--- SET PROBLEM ---
Reproduce the stretch of entries from the line containing "Test yourself! Look at the image and find the truck headlight." through the line containing "[862,372,937,445]", changing "utility pole" to "telephone pole" and leaving everything else unchanged.

(Entries for bounding box labeling)

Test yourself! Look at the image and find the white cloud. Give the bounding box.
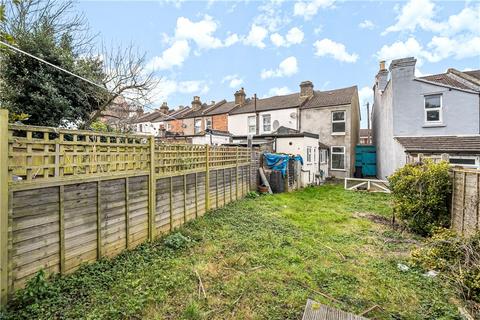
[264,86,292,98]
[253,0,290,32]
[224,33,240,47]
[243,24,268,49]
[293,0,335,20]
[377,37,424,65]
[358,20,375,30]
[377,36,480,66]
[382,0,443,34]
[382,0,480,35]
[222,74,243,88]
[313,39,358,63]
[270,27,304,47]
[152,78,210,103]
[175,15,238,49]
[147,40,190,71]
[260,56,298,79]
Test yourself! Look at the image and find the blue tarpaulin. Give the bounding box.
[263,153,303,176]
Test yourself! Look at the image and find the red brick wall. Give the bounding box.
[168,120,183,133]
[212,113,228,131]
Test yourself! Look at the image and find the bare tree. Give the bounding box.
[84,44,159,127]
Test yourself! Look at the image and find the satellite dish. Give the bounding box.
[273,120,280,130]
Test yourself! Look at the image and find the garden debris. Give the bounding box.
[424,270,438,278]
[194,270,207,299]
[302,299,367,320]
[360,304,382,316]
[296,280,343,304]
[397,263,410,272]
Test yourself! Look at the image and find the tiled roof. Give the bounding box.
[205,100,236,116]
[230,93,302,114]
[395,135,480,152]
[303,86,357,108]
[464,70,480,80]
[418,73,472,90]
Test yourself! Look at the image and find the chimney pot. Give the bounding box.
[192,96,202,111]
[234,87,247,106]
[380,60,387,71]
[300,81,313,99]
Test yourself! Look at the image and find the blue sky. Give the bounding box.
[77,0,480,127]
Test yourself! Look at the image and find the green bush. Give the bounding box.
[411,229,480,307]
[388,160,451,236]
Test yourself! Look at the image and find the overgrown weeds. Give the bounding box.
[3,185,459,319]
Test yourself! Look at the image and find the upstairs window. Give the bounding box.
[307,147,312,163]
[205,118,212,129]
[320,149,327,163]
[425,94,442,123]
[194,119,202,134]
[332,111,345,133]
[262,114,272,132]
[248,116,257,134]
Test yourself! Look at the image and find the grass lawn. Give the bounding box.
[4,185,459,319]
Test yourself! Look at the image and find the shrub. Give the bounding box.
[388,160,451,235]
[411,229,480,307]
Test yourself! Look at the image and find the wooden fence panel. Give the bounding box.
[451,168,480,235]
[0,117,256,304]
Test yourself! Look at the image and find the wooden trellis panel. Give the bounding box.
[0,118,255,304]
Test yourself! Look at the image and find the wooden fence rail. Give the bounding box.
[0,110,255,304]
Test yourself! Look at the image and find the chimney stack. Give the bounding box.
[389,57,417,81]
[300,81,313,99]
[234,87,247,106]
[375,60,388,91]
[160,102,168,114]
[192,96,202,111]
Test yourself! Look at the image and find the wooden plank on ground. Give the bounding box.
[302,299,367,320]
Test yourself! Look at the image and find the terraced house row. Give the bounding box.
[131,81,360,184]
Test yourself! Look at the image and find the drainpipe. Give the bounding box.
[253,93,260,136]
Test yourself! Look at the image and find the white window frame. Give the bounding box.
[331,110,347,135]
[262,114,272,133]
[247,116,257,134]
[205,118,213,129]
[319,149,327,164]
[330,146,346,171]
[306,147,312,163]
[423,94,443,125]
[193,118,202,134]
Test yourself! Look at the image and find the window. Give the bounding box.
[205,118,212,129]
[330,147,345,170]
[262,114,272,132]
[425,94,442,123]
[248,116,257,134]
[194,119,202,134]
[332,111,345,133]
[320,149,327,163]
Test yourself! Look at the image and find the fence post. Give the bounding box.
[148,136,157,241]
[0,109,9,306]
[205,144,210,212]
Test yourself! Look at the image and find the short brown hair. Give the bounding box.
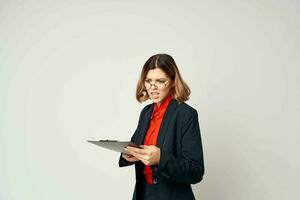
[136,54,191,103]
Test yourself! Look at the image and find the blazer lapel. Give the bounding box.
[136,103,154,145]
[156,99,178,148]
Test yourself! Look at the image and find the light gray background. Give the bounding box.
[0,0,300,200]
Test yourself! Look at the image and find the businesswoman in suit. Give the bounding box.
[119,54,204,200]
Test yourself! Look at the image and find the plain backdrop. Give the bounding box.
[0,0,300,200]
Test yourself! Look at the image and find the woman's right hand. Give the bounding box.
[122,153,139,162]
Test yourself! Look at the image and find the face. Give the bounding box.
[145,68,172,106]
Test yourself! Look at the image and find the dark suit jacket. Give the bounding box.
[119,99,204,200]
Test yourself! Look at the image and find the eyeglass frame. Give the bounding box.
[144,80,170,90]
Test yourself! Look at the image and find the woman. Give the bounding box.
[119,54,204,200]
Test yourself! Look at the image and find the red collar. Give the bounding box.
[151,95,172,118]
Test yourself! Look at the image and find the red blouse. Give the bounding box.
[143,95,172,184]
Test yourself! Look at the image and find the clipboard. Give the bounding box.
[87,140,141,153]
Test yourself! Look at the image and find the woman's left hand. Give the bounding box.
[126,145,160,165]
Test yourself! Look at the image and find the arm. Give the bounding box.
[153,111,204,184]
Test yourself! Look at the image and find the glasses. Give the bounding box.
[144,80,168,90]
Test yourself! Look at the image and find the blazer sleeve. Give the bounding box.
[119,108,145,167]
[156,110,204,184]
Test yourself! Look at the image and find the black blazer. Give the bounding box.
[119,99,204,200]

--

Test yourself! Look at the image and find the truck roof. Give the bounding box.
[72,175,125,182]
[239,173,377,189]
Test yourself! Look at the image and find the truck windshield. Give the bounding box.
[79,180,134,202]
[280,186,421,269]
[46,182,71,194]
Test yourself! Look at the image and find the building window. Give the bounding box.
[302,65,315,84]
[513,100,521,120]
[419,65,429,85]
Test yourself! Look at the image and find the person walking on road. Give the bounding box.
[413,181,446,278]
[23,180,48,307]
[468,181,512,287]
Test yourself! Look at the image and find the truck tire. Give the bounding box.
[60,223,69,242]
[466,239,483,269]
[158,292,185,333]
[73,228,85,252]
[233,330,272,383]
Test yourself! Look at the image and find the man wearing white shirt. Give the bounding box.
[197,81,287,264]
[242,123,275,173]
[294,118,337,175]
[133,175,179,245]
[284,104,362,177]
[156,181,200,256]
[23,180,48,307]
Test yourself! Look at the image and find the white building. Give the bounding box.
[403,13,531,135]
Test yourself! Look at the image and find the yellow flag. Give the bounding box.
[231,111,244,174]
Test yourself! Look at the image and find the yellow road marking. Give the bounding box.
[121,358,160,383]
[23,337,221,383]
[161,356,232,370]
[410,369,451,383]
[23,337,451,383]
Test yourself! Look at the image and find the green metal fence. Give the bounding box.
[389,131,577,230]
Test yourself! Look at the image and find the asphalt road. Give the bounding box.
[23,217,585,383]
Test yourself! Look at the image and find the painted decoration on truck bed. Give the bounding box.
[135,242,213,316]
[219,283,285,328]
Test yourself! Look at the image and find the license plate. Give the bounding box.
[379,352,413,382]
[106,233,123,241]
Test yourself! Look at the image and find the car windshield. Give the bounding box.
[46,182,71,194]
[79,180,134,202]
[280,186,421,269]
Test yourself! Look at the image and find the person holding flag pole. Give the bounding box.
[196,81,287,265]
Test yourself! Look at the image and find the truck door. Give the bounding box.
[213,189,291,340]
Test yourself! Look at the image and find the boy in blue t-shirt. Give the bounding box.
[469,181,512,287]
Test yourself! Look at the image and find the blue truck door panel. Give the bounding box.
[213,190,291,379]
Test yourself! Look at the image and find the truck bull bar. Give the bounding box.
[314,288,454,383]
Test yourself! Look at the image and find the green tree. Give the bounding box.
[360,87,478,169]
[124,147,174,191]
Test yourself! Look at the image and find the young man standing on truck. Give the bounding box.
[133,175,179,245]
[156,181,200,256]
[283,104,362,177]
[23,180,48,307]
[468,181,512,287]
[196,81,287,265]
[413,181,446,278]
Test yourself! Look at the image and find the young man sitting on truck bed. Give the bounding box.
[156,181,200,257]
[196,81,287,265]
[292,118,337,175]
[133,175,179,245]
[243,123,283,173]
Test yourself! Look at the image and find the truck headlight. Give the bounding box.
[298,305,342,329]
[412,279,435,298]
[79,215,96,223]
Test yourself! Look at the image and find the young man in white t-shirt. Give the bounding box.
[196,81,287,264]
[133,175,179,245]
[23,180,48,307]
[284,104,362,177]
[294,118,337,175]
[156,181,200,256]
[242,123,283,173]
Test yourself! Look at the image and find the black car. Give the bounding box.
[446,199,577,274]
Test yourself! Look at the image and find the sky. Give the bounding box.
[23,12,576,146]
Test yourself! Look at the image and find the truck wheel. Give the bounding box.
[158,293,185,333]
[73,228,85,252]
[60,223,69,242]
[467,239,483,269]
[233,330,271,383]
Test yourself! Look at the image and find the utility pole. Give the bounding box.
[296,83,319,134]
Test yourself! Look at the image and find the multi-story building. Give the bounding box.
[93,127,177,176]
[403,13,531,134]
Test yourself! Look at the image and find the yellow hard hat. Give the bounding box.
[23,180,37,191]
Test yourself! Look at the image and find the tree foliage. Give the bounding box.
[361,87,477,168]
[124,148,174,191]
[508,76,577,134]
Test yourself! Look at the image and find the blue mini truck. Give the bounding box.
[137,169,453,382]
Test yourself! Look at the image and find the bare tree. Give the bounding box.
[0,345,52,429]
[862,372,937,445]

--- THE OUTPUT ---
Test yourself! Look at the image and find the truck headlight. Give the bounding box.
[298,305,342,329]
[412,279,435,298]
[79,215,96,223]
Test yourself! Look at the image and find the young man in white t-shirt. Give the bounding box.
[196,81,287,264]
[133,175,179,245]
[23,180,48,307]
[284,104,362,177]
[294,118,337,175]
[156,181,200,256]
[242,123,283,173]
Test yourself! Look at the image and find the black car. Give the bounding box.
[446,199,577,274]
Test yourself! Look at the image and find the sky. Give the bounding box.
[23,12,576,146]
Test yourself! Look at the image and find the truck wheel. Give the bounding box.
[158,293,185,333]
[73,228,85,252]
[60,223,69,242]
[467,239,483,269]
[233,330,271,383]
Test yourself! Look at the image and find the telephone pole. Give the bounding box.
[296,83,319,134]
Test yourself! Look at the image and find the multi-story building. Give the bounding box.
[93,127,177,176]
[403,13,531,134]
Test yourself! Look at the image and find the yellow hard hat. Give the bounding box.
[23,180,37,191]
Test yourself! Look at the image and find the tree foliage. Give the bounding box.
[361,87,477,168]
[124,148,174,191]
[508,76,577,134]
Test yourself! Look at the image and find the blue mini truck. Give the bounding box.
[137,169,453,382]
Test yourself! Look at the image and find the bare tree. Give the bounding box.
[0,345,52,429]
[862,372,937,445]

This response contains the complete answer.